Point placement rows
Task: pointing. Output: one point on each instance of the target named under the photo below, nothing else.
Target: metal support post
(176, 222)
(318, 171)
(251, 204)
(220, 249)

### REQUEST
Can you arrange the rows above as a two-column CSV with the headers "prompt" and "points", one line per request, putting each request's text and its answer in a single quoted field with line breaks replaced by spaces?

### RESPONSE
prompt,points
"Task: pointing. Output: one point on each instance of the target named under the photo below, nothing else. Target: metal support post","(176, 222) (318, 171) (251, 204) (220, 249)"